__Set problem__. Extract every one of the following records word for word, keeping each line in its original order.

>> BEGIN Records for the task

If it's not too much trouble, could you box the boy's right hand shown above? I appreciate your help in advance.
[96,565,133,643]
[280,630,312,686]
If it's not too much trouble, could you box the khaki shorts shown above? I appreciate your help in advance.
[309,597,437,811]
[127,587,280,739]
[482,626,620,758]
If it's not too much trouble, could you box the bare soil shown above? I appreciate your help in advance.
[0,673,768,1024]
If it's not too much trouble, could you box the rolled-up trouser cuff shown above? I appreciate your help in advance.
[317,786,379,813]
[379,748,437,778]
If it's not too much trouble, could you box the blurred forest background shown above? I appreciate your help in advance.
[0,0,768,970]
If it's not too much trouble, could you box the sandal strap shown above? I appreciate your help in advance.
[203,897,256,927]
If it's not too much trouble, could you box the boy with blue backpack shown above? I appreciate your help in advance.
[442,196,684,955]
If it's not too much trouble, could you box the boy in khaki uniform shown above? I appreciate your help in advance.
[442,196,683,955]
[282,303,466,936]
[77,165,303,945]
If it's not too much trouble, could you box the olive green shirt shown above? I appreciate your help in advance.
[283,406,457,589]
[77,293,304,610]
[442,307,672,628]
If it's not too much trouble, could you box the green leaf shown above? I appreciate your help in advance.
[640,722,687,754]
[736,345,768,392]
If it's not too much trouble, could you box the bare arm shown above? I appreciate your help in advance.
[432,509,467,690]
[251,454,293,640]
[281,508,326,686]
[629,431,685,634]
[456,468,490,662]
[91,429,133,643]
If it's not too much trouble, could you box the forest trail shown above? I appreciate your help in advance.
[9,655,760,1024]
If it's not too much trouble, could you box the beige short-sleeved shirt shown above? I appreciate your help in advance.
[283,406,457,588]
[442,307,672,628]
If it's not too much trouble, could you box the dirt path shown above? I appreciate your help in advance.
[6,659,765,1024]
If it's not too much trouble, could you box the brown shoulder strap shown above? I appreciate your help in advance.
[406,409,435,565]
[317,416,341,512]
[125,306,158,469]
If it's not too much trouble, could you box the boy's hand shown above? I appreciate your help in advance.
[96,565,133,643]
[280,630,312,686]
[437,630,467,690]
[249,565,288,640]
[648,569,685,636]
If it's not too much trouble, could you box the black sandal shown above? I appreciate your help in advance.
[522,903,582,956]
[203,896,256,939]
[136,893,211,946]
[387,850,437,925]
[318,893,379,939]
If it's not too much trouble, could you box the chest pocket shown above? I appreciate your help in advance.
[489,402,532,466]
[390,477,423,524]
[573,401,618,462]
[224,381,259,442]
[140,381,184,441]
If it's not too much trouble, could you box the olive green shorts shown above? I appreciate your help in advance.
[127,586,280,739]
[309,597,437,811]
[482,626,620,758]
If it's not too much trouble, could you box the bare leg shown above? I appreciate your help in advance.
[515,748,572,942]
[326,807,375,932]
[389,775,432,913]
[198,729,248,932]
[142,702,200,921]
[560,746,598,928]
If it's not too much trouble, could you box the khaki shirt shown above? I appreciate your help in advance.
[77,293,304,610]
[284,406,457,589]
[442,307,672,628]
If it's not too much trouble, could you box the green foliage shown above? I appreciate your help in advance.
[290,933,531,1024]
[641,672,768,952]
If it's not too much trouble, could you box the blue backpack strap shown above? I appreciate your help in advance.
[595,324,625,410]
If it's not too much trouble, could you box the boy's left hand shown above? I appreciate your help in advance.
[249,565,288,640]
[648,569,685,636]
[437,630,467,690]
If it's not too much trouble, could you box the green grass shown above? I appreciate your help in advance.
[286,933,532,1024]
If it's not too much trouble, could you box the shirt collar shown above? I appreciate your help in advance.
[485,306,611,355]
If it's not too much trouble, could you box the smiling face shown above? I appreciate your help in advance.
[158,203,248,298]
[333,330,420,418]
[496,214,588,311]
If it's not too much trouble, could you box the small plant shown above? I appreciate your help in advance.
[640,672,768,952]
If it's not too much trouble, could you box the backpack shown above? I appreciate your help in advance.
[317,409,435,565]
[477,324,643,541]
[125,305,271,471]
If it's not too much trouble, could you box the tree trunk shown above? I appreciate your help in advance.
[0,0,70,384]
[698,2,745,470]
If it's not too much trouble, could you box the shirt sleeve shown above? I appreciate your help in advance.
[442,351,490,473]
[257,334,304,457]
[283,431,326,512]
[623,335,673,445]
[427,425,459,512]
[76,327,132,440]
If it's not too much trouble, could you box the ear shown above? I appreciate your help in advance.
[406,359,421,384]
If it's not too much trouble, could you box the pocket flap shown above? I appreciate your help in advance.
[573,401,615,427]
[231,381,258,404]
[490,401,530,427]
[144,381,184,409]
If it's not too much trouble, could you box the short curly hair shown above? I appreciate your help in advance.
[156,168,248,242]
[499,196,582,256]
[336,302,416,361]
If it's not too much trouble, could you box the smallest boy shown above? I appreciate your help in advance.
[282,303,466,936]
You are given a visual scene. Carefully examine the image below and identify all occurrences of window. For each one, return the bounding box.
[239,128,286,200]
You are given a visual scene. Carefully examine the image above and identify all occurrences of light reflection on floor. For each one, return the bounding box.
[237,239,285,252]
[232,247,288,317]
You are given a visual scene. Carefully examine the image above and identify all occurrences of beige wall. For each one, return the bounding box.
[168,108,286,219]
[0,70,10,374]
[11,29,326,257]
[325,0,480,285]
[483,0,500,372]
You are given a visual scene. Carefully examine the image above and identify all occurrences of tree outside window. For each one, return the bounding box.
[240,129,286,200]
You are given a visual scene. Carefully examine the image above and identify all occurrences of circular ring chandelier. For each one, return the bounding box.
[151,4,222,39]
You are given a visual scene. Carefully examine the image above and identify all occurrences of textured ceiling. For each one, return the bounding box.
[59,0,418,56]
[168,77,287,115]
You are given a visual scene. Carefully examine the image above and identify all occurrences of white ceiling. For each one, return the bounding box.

>> END Records for the task

__Complete answer__.
If it's not too much trouble, could you box the boy's right hand shown above? I appreciate your help in advance.
[96,565,133,643]
[280,630,312,686]
If it's not too much trouble, could you box the khaki shorts shown above? I appreciate your help in advance.
[309,597,437,811]
[127,587,280,739]
[482,626,620,758]
If it's not too much trouble, could you box the bare soil shown above? I appreciate your help in advance.
[0,673,768,1024]
If it's not too much trouble, could you box the rolled-up trouser cuff shown above? I appreciate your help in advance.
[317,786,379,813]
[379,748,437,778]
If it's not too much trouble, could you box the blurred forest background shown above? I appreciate your help in advance.
[0,0,768,970]
If it's not too much trouble, could you box the sandal strap shown above? I appreciate your help in advance.
[203,897,256,927]
If it's not too much trouble, could you box the boy with blue backpack shown above? I appreciate your help in advance.
[442,196,684,955]
If it's not too much trouble, could you box the boy in khaki uniform shown above? I appreciate your help in advance.
[442,196,683,955]
[282,303,466,936]
[77,165,303,945]
If it's not too much trouble, could you box the olive green shirt shown above? I appreciate your help in advance.
[283,406,457,589]
[77,293,304,610]
[442,307,672,628]
If it's not too much trouble, could you box the green leaf shown above? I appreciate your help in advance.
[640,722,687,754]
[736,345,768,392]
If it's not too much trouble, could you box the bare arm shown above? I appreciate your help in advance.
[432,509,467,690]
[251,454,293,640]
[281,508,326,686]
[629,431,685,634]
[456,468,490,662]
[91,429,133,643]
If it's not too much trouble, could you box the forest trail shown above? I appreciate your help in advance.
[9,655,760,1024]
If it's not too much trouble, could you box the beige short-sleeved shirt shown above? I appreciate your help in advance.
[283,406,457,588]
[442,307,672,628]
If it's not too much trouble, could you box the dirt path shown above? I appreciate your help in advance.
[6,659,765,1024]
If it's not too much trouble, could you box the brown shoulder strap shown above? I appreciate your help in advance.
[406,409,435,565]
[317,416,341,512]
[125,306,158,469]
If it's not too much trouble, could you box the boy's hand shown above? I appreciate your help in advance.
[96,565,133,643]
[280,630,312,686]
[437,630,467,690]
[249,565,288,640]
[648,569,685,636]
If it's not too much trouble, could you box the black sandal shown above? I appreciate your help in advance.
[522,903,582,956]
[203,896,256,939]
[136,893,211,946]
[387,850,437,925]
[318,893,379,939]
If it's not too much trouble, could you box the chest pocket shown above? I appreciate your help in advance.
[489,402,532,466]
[390,477,423,524]
[573,401,618,462]
[224,381,259,442]
[140,381,184,441]
If it's not too much trouble, could you box the olive green shorts shown above? I appreciate your help in advance.
[127,586,280,739]
[309,597,437,811]
[482,626,620,758]
If it's not too much trouble, could you box the bare leg shown above? I appreciate your help in advance.
[515,748,572,942]
[326,807,375,932]
[389,775,432,913]
[198,729,248,932]
[142,702,200,921]
[560,746,598,928]
If it's not too much trouble, could you box the khaki shirt shown above? I appreciate your help in advance.
[77,293,304,610]
[284,406,457,589]
[442,307,672,628]
If it's not too much trouble, could you box the green foliage shown above? I appreciate your help in advance.
[290,933,531,1024]
[641,672,768,952]
If it's not too much trouble, could you box the blue backpack strap shown above? I appreciate your help in advance.
[595,324,625,410]
If it's not too much trouble, could you box the boy's left hand shown above? I appreciate your help in advance.
[249,565,288,640]
[648,569,685,636]
[437,630,467,690]
If it's not too much trouble, could you box the green grass shown above? I appreciate your help in advance.
[286,933,532,1024]
If it's not too much trouble, could you box the shirt collar shown above? I appreciate your help in advance.
[485,306,611,355]
If it's not too much trouble, could you box the smiling face shown above? I appreciate your help in advance.
[158,203,248,298]
[333,330,420,418]
[496,214,588,311]
If it's not too much trouble, could you box the small plant shown above? I appreciate your help in advance.
[640,672,768,952]
If it's not too much trouble, could you box the backpack shown above? I appreciate your help in advance.
[317,409,435,565]
[477,324,643,541]
[125,305,271,471]
If it's not too much trouble, could you box the tree trunk shown above? I appreciate your help in advance.
[0,0,70,384]
[698,2,745,470]
If it's not too much trouble, could you box the shirt sleeve shown above? I appreciate your help in advance.
[442,351,490,473]
[257,334,304,457]
[283,431,326,512]
[623,335,673,445]
[427,425,459,512]
[76,327,132,440]
If it's not too much trouble, could you box the ear shown above? I appreciate your help in advance.
[406,359,421,384]
If it's not too much trouble, could you box the pocket flap shown above? I appreciate your help in advance.
[573,401,615,427]
[231,381,258,404]
[490,401,530,427]
[144,381,184,409]
If it's not too much trouble, could you box the short curly hair shown above? I appreciate your help in advance.
[156,168,248,242]
[499,196,582,256]
[336,302,416,361]
If it's not too much trouble, could you box the smallest boy shown above? I appreciate your help in advance.
[282,303,466,936]
You are given a visual scene. Carefully examine the image below and identify all occurrences of window. For each one, return the bounding box.
[239,128,286,200]
You are given a visual scene. Carefully examine the image above and identify all occurrences of light reflection on floor. For each one, return the bounding box.
[237,239,285,252]
[232,247,288,317]
You are given a visual scene. Carefully examine the image above and identify all occurrences of beige wall. For each one, return the bounding box.
[168,108,286,219]
[0,70,10,374]
[11,29,326,257]
[325,0,480,285]
[483,0,500,372]
You are given a visual scene. Carefully examine the image above and identify all occurrences of tree outside window. For each one, return the bounding box.
[240,129,286,200]
You are given a visual scene. Carefully examine the image above and identify all occurrences of circular ring chandelier. For each one, return the bounding box.
[151,4,222,39]
You are given a visual scene. Carefully examine the image above and identify all occurrences of textured ceiling. For each one, return the bounding box.
[59,0,418,56]
[168,77,287,115]
You are given a visual scene. Carefully examine the image above and identify all occurrences of white ceiling. For each one, return the bounding box.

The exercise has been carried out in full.